Bifocal contact lenses have been around for some time now, and in the early days the results weren’t very promising. This article will help to bring you up to date on some of the newer technologies available.
How do they work?
Most bifocal (also called multifocal) contact lenses work by creating a lens that has both the reading portion and the distance portion in the center of the lens. If the lenses are centered properly, the patient ends up seeing through both portions of the lens at the same time. This is call ‘simultaneous vision’ and has become the standard design for almost all bifocal contact lenses.
What’s the vision like through these lenses?
The lenses will take some adjusting. Simultaneous vision requires the brain to adapt to this new way of seeing. At first, many patients will experience some night glare and perhaps a shadowing of the letters when then read. In most cases, these symptoms clear up in a week or two. If they persist, it may be necessary to redesign the fit of the lenses to clear up the vision.

Using the information -
1 - Translate this sentence from the passage on bifocal contact lenses into Spanish: "Simultaneous vision requires the brain to adapt to this new way of seeing."
2 - According to the passage on bifocal contact lenses, where do most bifocal lenses place the reading and distance portions?
3 - Continue the passage on bifocal contact lenses from the point where it stops.

Dataset content -
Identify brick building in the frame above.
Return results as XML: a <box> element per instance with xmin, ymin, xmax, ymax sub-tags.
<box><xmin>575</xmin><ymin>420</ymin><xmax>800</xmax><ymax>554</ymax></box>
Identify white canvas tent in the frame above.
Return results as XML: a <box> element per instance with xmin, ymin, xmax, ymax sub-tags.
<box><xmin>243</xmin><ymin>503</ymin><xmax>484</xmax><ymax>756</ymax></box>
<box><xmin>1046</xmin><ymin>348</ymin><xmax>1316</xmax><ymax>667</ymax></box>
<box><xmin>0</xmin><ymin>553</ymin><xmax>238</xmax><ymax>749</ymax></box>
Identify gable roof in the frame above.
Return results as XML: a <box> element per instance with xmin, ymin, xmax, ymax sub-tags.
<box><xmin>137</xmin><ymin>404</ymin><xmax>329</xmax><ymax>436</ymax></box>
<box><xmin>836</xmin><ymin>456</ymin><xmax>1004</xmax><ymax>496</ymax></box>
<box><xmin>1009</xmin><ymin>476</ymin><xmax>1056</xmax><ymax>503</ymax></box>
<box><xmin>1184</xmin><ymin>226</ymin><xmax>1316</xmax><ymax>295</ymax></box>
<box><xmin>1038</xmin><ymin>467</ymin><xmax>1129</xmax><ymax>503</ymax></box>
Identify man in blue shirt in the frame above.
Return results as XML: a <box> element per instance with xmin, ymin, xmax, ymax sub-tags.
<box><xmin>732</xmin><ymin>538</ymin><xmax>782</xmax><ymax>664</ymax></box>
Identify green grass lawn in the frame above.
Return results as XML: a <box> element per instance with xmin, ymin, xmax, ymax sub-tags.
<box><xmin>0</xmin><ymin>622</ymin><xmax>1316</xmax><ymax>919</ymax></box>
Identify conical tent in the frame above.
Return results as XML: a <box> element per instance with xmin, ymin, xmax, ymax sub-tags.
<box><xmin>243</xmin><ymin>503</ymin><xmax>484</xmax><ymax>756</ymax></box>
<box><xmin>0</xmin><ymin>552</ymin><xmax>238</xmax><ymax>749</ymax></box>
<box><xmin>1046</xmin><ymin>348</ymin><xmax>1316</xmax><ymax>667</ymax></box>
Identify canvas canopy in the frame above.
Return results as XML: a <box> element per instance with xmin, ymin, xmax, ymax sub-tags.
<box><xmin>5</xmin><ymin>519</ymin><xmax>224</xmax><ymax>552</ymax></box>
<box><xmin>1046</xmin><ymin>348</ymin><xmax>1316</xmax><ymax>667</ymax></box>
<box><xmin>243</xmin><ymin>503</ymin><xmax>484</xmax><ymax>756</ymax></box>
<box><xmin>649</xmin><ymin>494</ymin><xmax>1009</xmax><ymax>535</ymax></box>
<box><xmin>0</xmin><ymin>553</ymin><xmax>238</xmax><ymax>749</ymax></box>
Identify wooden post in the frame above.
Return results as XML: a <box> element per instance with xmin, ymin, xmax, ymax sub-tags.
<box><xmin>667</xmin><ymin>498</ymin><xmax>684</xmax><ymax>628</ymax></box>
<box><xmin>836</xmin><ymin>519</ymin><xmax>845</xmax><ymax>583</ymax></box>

Responses per task -
1 - La visión simultánea requiere que el cerebro se adapte a esta nueva forma de ver.

2 - Both portions are in the center of the lens.

3 -
How do these lenses work for my computer?
Actually, most bifocal contact lens designs work very well for computer users. Computers typically sit a little further away than where one would hold printed material. The bifocal lenses usually offer very good vision at the typical computer distance.
What are these contact lenses made of?
Bifocal contact lenses come in many materials including:
- Soft lens material – these lenses are designed to last 6 months to a year.
- Soft disposable materials – these lenses are replace monthly in most cases
- Rigid Gas Permeable (RGP’s) – they are designed to last 6 months to a year, or even longer for some patients.